Pointing dataset entries:
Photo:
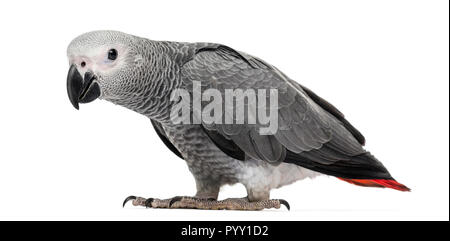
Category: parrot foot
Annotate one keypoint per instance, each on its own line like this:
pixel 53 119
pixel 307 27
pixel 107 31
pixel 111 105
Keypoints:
pixel 207 203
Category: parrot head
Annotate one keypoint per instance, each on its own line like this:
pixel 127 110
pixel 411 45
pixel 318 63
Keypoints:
pixel 105 64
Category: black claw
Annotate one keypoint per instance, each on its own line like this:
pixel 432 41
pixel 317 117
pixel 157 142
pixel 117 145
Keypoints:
pixel 174 199
pixel 148 202
pixel 128 199
pixel 285 203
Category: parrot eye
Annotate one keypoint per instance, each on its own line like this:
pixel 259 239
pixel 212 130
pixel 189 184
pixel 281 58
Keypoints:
pixel 112 54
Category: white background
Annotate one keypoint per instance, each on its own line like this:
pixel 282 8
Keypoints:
pixel 383 63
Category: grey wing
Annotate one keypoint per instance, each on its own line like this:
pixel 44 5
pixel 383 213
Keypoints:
pixel 303 125
pixel 162 135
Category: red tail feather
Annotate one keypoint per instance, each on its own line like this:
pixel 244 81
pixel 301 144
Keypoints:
pixel 377 183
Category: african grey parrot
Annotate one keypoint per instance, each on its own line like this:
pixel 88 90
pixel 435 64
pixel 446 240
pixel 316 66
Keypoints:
pixel 312 137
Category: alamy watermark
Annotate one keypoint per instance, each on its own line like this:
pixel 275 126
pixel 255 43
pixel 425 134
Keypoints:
pixel 233 106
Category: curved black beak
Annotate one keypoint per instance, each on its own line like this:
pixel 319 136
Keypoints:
pixel 81 90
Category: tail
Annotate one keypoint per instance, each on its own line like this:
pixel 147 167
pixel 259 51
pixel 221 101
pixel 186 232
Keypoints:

Description of the task ::
Reproduce every line of the entries above verbatim, leaving out the pictures.

Output ::
Photo:
Category: parrot foot
Annotate one keypoint per instance, each on its own line like this:
pixel 53 119
pixel 307 27
pixel 107 31
pixel 111 105
Keypoints:
pixel 207 203
Category: parrot head
Annotate one keypoint per instance, each on its own line like this:
pixel 127 110
pixel 411 45
pixel 318 63
Keypoints:
pixel 105 64
Category: black claw
Annotate one keypoint per instance, each on its own line like this:
pixel 432 41
pixel 317 117
pixel 157 142
pixel 117 145
Keypoints:
pixel 174 199
pixel 148 202
pixel 128 199
pixel 285 203
Category: parrot eye
Annotate one keypoint per instance, each on its own line like this:
pixel 259 239
pixel 212 130
pixel 189 184
pixel 281 58
Keypoints:
pixel 112 54
Category: white background
Annotate one keypoint per instance, each on its own line like this:
pixel 282 8
Keypoints:
pixel 383 63
Category: grey wing
Annotate one keypoint per instance, each on its own line like this:
pixel 44 5
pixel 383 213
Keypoints:
pixel 303 125
pixel 162 135
Category: red tail feather
Annotate one keypoint per instance, each on its own line like this:
pixel 244 81
pixel 301 144
Keypoints:
pixel 377 183
Category: african grey parrot
Annotate one keypoint per instance, each on its own line like this:
pixel 88 90
pixel 435 64
pixel 446 240
pixel 316 66
Keypoints:
pixel 312 137
Category: alamy watermark
Annotate one keypoint per instance, each on its own line like this:
pixel 275 126
pixel 255 43
pixel 425 134
Keypoints:
pixel 233 106
Category: curved black beak
Annotate one keypoint per instance, each on its own line like this:
pixel 319 136
Keypoints:
pixel 81 90
Category: tail
Annotate one keypoint per instance, each on its own line like this:
pixel 147 167
pixel 259 51
pixel 221 101
pixel 186 232
Keypoints:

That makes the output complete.